START Data records

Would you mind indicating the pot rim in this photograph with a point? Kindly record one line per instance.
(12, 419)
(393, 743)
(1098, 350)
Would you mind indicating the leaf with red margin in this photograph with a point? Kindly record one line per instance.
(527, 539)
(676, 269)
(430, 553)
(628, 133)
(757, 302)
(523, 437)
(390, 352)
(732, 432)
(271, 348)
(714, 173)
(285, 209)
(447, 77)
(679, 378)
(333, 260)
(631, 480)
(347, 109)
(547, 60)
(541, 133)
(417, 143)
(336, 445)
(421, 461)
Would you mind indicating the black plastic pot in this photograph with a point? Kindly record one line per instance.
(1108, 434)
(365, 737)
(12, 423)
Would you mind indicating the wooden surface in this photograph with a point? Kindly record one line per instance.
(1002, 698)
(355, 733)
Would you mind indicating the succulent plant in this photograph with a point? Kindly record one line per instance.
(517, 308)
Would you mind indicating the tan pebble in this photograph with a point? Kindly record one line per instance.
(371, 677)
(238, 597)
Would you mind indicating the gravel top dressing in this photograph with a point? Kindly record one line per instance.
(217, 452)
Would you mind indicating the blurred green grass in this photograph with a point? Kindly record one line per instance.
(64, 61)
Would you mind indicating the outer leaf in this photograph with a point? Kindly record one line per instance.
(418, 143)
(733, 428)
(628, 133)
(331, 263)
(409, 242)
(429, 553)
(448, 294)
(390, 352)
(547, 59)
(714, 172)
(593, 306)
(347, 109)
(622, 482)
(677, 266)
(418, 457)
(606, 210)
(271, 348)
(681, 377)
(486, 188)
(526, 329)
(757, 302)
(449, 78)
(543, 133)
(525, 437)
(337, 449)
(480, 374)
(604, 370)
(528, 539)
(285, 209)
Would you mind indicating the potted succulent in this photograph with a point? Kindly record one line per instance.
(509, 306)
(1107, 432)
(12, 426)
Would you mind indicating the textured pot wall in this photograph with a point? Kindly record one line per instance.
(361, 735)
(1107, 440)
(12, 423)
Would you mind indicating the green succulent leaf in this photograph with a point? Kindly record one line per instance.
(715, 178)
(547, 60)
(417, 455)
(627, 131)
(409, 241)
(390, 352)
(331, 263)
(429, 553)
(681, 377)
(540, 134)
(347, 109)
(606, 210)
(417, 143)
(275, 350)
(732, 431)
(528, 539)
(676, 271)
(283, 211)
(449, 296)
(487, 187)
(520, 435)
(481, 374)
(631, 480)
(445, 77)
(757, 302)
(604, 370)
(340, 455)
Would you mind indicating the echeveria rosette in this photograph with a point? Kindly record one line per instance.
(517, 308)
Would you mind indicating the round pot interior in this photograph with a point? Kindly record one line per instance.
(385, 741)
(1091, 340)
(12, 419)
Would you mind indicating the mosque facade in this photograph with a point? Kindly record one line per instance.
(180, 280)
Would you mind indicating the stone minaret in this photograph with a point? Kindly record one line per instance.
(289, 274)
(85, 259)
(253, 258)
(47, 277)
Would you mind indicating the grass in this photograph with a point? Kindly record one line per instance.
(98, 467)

END Data records

Problem statement:
Retype the records above exactly as they appear.

Task result:
Would you mind indicating the pot rim in this photograph with a point? Kindly record one line per instance.
(12, 419)
(393, 743)
(1098, 350)
Would you mind indicating the leaf with red margin in this photograph with a point? Kindly record one line per instance.
(527, 539)
(676, 269)
(430, 553)
(628, 133)
(757, 302)
(523, 437)
(390, 352)
(732, 432)
(271, 348)
(714, 173)
(285, 209)
(447, 77)
(679, 378)
(333, 260)
(631, 480)
(347, 109)
(547, 60)
(541, 133)
(417, 143)
(336, 445)
(421, 461)
Would you mind indicating the black plastic pot in this photograph with a point? Kindly record one line per instance.
(1108, 434)
(365, 737)
(12, 423)
Would you mind indicating the wooden surface in this photograph with a point? Kindly record one line per instance.
(1002, 698)
(355, 733)
Would you mind indicating the succulent plant in this photograph with a point? Kindly record one line per instance.
(517, 308)
Would you mind indicating the tan pebble in this photograph with a point? Kindly record one line per instance.
(371, 677)
(238, 597)
Would you mind indicating the gravel top dressing in this photograph with a point? Kindly record one line per instance.
(217, 452)
Would you mind indicating the blurred green grass in this photograph with a point? Kindly record one line per instance.
(64, 61)
Would you mind indicating the outer leaf in this photograph with a point? Kindly record one line per instance.
(418, 143)
(733, 428)
(628, 133)
(331, 263)
(409, 242)
(429, 553)
(448, 294)
(390, 352)
(547, 59)
(714, 172)
(593, 306)
(347, 109)
(622, 482)
(677, 266)
(418, 457)
(606, 210)
(271, 348)
(681, 377)
(486, 188)
(526, 329)
(757, 302)
(449, 78)
(543, 133)
(525, 437)
(337, 449)
(480, 374)
(604, 370)
(528, 539)
(285, 209)
Would you mind indicating the potted succulent in this photograph with a point? Kindly record one line per instance.
(509, 306)
(1107, 432)
(12, 426)
Would you mind indicating the textured pot wall in this photograph with a point? Kindly record one line per instance.
(361, 735)
(1107, 440)
(12, 423)
Would you mind indicating the green succulent leaf in this photograph with a point? Kindly record one line per instance.
(715, 178)
(547, 60)
(417, 455)
(627, 131)
(409, 241)
(390, 352)
(331, 263)
(429, 553)
(681, 377)
(540, 134)
(347, 109)
(606, 210)
(417, 143)
(275, 350)
(732, 431)
(528, 539)
(676, 271)
(283, 211)
(449, 296)
(487, 187)
(520, 435)
(481, 374)
(631, 480)
(445, 77)
(757, 302)
(604, 370)
(340, 455)
Would you mind indicating the echeveria rosette in this photograph with a point? Kindly record one line per instance.
(517, 308)
Would you mind indicating the round pot interior in this photograph with a point? Kindly record one line per instance.
(385, 741)
(1091, 340)
(12, 419)
Would you mind indicating the mosque facade in this photograph with a point? Kindly record one line per instance.
(180, 280)
Would you mind indicating the stone minaret in this photograph with a point? Kindly record one line per instance.
(289, 274)
(85, 259)
(253, 258)
(47, 277)
Would you mind indicating the grass in this photograph with a point? Kindly record one line per instance.
(98, 467)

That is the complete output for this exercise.